[Dataset entries]
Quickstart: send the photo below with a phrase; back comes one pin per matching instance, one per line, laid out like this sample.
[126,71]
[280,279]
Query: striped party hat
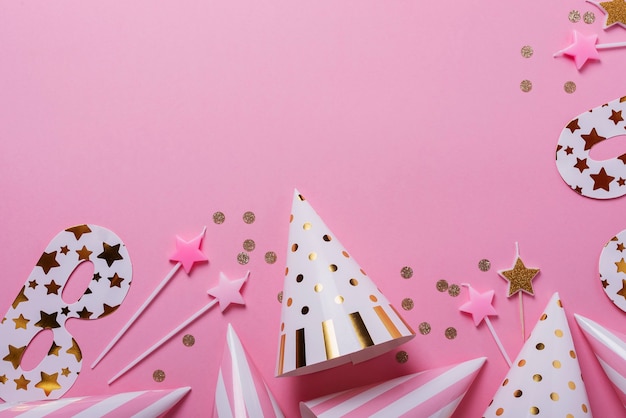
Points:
[241,391]
[432,393]
[332,312]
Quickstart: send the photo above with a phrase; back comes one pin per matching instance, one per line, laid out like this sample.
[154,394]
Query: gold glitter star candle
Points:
[545,378]
[332,312]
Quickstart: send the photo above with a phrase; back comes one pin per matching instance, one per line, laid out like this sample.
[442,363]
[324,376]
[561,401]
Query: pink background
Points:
[402,122]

**Task item**
When you set down the records above, copy every line exactly and exclude the pictures.

**Result of this exercise**
Quickstart: send the photo below with a phrase; back comes one pin per matching instance, one per line, laid out like this sample.
[126,71]
[280,279]
Query: striped party hat
Points:
[241,391]
[432,393]
[332,312]
Quickstart: send the photo above with a phrase; back comes one pin per matching instance, one per line, laid out like this sample.
[154,394]
Query: gold glitter star candle
Points:
[545,378]
[332,312]
Quickstart: send the photo above with a phrase; back comes one pin per matching instance, one per line, laid out like this sample.
[442,363]
[324,376]
[561,401]
Query: pink background
Points:
[402,122]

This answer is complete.